- **Exercise brief**
Copy out the entries below, switching "odd number" to "uneven number" and leaving every other part untouched.

[Some records]
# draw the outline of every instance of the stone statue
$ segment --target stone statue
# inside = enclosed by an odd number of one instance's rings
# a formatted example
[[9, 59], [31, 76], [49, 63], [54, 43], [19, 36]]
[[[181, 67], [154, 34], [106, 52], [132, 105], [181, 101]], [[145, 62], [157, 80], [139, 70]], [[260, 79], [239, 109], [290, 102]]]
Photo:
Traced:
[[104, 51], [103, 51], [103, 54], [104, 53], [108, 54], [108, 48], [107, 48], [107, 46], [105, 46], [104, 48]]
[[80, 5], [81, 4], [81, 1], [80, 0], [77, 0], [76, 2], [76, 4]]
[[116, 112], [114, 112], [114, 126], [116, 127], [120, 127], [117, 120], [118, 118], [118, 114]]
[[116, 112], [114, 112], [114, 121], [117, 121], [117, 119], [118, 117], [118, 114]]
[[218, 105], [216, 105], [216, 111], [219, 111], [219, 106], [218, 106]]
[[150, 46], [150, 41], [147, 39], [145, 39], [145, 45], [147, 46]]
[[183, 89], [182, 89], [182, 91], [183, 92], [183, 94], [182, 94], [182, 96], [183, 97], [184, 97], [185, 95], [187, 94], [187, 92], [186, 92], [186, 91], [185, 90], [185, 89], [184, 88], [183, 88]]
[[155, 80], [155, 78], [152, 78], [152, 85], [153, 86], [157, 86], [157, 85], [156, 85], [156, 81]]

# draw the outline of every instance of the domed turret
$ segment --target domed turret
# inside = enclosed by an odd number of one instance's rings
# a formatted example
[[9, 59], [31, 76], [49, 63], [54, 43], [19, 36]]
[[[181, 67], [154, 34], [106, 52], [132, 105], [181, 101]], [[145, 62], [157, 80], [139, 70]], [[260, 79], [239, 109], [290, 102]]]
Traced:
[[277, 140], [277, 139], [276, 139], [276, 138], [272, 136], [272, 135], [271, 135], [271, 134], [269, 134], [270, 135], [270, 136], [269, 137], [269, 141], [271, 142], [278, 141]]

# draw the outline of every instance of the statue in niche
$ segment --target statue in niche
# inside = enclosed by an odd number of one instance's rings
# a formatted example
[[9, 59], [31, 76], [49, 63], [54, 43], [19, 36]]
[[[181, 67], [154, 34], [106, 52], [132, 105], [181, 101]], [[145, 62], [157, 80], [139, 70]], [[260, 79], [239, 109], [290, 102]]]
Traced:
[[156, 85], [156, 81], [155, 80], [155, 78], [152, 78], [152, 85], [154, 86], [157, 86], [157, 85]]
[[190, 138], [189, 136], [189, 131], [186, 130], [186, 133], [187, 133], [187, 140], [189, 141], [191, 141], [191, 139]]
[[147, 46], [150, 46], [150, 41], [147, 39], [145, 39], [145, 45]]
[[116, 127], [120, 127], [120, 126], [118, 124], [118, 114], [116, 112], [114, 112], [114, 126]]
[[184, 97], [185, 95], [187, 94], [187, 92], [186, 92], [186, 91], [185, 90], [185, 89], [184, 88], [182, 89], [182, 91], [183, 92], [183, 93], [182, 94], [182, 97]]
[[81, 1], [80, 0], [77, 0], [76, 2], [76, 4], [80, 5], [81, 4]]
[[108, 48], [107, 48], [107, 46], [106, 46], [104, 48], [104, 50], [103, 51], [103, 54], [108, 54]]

- **Exercise output**
# draw the outline of every instance of the stone statue
$ segment --target stone statue
# inside = enclosed by an uneven number of one instance's rings
# a formatted example
[[9, 59], [31, 76], [49, 63], [54, 43], [19, 36]]
[[[181, 67], [154, 34], [106, 52], [132, 105], [181, 101]], [[145, 62], [157, 80], [139, 70]], [[260, 79], [239, 109], [290, 102]]]
Photo:
Traced:
[[104, 51], [103, 51], [103, 54], [104, 53], [108, 54], [108, 48], [107, 48], [107, 46], [105, 46], [104, 48]]
[[80, 5], [81, 4], [81, 1], [80, 0], [77, 0], [76, 2], [76, 4]]
[[116, 112], [114, 112], [114, 126], [116, 127], [120, 127], [117, 120], [118, 118], [118, 114]]
[[116, 112], [114, 112], [114, 121], [117, 121], [117, 119], [118, 117], [118, 114]]
[[218, 105], [216, 105], [216, 111], [219, 111], [219, 106], [218, 106]]
[[150, 46], [150, 41], [147, 39], [145, 39], [145, 45], [147, 46]]
[[183, 89], [182, 89], [182, 91], [183, 92], [183, 94], [182, 94], [182, 96], [183, 97], [184, 97], [185, 95], [187, 94], [187, 92], [186, 92], [186, 91], [185, 90], [185, 89], [184, 88], [183, 88]]
[[155, 80], [155, 78], [152, 78], [152, 85], [153, 86], [157, 86], [157, 85], [156, 85], [156, 81]]

# draw the outline of every instance of the domed turret
$ segment --target domed turret
# inside = enclosed by an uneven number of one instance's rings
# a formatted example
[[9, 59], [31, 76], [49, 63], [54, 43], [19, 36]]
[[[181, 67], [154, 34], [106, 52], [132, 105], [181, 101]], [[145, 62], [157, 80], [139, 70]], [[260, 79], [239, 109], [290, 102]]]
Traced:
[[277, 140], [277, 139], [276, 139], [276, 138], [272, 136], [272, 135], [271, 135], [271, 134], [269, 134], [270, 135], [270, 136], [269, 137], [269, 141], [271, 142], [278, 141]]

# draw the outline of every instance of the statue in niche
$ segment --target statue in niche
# inside = enclosed by an uneven number of one instance's rings
# a formatted example
[[9, 59], [31, 76], [49, 63], [54, 43], [19, 36]]
[[[181, 67], [154, 34], [106, 52], [132, 105], [181, 101]], [[145, 62], [157, 80], [139, 70]], [[260, 79], [239, 109], [290, 102]]]
Traced:
[[156, 85], [156, 81], [155, 80], [155, 78], [152, 78], [152, 85], [154, 86], [157, 86], [157, 85]]
[[190, 138], [189, 136], [189, 131], [186, 130], [186, 133], [187, 133], [187, 140], [189, 141], [191, 141], [191, 139]]
[[147, 46], [150, 46], [150, 41], [147, 39], [145, 39], [145, 45]]
[[116, 127], [120, 127], [120, 126], [118, 124], [118, 114], [116, 112], [114, 112], [114, 126]]
[[184, 97], [185, 95], [187, 94], [187, 92], [186, 92], [186, 91], [185, 90], [185, 89], [184, 88], [182, 89], [182, 91], [183, 92], [183, 93], [182, 94], [182, 97]]
[[81, 1], [80, 0], [77, 0], [76, 2], [76, 4], [80, 5], [81, 4]]
[[108, 48], [107, 48], [107, 46], [106, 46], [104, 48], [104, 50], [103, 51], [103, 54], [108, 54]]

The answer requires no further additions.